*Raw data:*
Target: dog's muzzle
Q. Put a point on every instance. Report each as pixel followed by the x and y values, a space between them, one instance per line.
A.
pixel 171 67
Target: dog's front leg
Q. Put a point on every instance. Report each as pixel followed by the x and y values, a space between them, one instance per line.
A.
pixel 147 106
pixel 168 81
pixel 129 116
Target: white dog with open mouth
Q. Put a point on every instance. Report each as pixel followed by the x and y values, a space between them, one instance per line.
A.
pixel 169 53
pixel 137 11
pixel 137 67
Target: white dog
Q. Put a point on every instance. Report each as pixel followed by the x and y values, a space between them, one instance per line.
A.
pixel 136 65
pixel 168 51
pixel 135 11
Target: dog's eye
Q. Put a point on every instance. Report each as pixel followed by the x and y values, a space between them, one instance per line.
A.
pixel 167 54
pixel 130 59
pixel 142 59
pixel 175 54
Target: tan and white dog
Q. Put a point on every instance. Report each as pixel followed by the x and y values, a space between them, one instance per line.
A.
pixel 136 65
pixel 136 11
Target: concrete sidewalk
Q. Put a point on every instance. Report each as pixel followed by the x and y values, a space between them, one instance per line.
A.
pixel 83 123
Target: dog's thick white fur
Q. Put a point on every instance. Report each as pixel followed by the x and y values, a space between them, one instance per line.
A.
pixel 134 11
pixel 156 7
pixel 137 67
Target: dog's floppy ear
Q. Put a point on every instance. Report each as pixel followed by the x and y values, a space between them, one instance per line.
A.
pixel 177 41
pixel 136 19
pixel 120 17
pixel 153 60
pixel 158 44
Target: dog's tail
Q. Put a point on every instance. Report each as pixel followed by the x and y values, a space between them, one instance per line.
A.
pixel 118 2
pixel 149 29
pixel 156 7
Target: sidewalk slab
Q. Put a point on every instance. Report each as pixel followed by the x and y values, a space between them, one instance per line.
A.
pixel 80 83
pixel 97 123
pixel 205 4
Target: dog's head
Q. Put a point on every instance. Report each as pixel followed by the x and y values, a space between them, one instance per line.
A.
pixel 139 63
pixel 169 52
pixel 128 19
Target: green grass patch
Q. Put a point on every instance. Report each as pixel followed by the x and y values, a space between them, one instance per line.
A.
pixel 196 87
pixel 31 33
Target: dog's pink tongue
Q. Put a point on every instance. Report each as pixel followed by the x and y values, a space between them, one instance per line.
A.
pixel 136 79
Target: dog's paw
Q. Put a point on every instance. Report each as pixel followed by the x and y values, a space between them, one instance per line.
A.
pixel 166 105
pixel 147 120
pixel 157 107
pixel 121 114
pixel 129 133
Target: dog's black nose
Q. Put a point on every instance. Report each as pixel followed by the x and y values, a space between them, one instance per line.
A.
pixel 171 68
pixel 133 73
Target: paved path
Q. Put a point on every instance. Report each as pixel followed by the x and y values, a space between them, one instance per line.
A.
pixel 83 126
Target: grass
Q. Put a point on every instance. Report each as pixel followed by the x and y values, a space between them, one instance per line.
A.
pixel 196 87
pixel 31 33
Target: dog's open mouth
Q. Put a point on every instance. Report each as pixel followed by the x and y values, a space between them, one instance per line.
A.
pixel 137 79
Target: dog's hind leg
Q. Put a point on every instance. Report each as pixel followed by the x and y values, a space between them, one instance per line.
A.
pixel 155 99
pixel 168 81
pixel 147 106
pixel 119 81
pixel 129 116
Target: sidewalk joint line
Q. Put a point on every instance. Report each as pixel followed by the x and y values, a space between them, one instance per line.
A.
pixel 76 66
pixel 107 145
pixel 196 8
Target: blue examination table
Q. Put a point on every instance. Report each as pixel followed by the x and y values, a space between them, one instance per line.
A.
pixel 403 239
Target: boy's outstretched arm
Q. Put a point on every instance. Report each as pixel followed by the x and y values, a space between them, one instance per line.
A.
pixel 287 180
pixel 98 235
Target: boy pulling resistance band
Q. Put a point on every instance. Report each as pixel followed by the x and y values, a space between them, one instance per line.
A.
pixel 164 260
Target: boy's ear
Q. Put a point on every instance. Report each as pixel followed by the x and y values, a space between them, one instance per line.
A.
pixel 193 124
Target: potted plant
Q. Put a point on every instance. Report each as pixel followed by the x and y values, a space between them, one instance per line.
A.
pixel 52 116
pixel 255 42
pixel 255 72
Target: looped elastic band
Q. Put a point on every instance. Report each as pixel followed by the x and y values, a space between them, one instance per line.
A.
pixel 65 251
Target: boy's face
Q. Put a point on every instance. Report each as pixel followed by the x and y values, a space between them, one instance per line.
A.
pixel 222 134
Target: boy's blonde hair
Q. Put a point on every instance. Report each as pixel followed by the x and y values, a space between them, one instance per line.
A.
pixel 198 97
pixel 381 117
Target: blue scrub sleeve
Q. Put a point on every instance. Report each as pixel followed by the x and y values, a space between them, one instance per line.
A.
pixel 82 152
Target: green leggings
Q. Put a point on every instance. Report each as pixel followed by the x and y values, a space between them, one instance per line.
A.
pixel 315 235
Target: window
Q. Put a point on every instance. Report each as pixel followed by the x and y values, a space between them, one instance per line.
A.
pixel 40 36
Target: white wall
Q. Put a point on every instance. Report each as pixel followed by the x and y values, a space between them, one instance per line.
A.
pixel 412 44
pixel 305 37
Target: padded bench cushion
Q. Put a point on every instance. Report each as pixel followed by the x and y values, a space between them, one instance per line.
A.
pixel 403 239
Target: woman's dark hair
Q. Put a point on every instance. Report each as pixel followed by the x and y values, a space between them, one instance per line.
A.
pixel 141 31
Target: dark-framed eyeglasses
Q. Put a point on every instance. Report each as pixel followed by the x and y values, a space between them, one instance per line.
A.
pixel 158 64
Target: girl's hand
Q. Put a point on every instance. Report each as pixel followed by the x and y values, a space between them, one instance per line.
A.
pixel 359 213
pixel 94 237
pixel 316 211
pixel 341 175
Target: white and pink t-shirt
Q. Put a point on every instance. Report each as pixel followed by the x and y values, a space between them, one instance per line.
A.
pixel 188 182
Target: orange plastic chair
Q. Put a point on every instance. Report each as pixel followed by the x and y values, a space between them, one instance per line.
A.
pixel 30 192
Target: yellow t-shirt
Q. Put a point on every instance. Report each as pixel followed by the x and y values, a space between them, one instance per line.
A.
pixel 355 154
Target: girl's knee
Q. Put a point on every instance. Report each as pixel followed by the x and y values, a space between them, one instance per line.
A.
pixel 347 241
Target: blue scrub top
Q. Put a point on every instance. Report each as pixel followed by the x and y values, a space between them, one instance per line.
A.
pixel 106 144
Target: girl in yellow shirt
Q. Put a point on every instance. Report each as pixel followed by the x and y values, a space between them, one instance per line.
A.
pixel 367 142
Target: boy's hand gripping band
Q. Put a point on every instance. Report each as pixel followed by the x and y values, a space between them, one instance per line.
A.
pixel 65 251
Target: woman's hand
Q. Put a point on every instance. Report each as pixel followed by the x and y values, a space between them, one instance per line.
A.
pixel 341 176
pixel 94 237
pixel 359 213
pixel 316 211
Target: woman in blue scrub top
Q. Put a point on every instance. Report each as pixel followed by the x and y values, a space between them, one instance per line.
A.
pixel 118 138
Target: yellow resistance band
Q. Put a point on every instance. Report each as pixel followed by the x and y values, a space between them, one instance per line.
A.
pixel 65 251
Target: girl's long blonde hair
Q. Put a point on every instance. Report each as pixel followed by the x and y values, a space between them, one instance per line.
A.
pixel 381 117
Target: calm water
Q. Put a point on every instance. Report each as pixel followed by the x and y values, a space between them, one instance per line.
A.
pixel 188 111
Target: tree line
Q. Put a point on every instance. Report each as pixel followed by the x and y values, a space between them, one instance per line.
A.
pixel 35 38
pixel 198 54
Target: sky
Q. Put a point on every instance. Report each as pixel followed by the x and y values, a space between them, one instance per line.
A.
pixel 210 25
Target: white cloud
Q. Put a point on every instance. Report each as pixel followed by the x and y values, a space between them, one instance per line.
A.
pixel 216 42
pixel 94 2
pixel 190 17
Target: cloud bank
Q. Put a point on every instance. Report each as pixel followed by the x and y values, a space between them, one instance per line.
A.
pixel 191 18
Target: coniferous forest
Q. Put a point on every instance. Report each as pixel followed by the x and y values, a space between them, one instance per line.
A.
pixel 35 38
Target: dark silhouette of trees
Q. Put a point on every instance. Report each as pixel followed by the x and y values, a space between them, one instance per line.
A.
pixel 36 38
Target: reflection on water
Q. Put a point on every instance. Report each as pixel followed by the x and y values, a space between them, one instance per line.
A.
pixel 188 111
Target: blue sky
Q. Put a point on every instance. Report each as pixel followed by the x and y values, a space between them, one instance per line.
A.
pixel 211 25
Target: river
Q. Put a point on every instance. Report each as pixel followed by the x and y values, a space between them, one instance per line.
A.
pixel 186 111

*Task statement:*
Repeat word for word the lines running from the line containing "Target: girl's long blonde hair" to the end of the entries above, inclusive.

*Output of the exercise:*
Target: girl's long blonde hair
Q. Put a point on every instance. Report each as pixel followed by the x and y values, a space between them, one instance per line.
A.
pixel 381 117
Target: calm water
Q. Put a point on every instance. Report each as pixel followed by the x and y values, a space between them, one instance per line.
A.
pixel 188 111
Target: tree line
Q. Put a point on every instance. Report each as pixel followed by the x and y values, a space between them, one instance per line.
A.
pixel 35 38
pixel 198 54
Target: sky
Q. Put a point on every instance. Report each as pixel followed by the x and y values, a space between them, one instance per line.
A.
pixel 210 25
Target: white cloud
Q. Put a point on every instance. Report each as pixel followed by the x and y values, a space between them, one instance per line.
A.
pixel 216 42
pixel 94 2
pixel 190 17
Target: cloud bank
Q. Put a point on every instance. Report each as pixel followed by the x and y values, a space between them, one instance per line.
A.
pixel 191 18
Target: coniferous forest
Q. Put a point on every instance. Report each as pixel followed by the x and y values, a space between them, one instance per line.
A.
pixel 35 38
Target: dark silhouette of trees
Q. Put a point on every instance. Report each as pixel followed by the x and y values, a space between them, one instance per line.
A.
pixel 36 38
Target: reflection on water
Q. Put a point on every instance. Report each as pixel followed by the x and y values, a space between them, one instance per line.
A.
pixel 188 111
Target: blue sky
Q. Put a point on every instance. Report each as pixel followed by the x and y values, a space between them, one instance per line.
A.
pixel 211 25
Target: river
Q. Put a point on every instance. Report each as pixel followed by the x and y values, a space between them, one instance per line.
A.
pixel 186 111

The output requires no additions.